◆ Source data
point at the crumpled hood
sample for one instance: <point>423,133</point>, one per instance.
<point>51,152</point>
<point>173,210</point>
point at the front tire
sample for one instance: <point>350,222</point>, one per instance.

◆ Task description
Only the span from the line with "sample for one instance: <point>423,133</point>, one" through the final line of the records goes in the output, each line unchanged.

◆ Expected output
sample for one instance: <point>423,133</point>, one per instance.
<point>51,152</point>
<point>173,210</point>
point at the front tire
sample for one instance: <point>350,222</point>, one per instance.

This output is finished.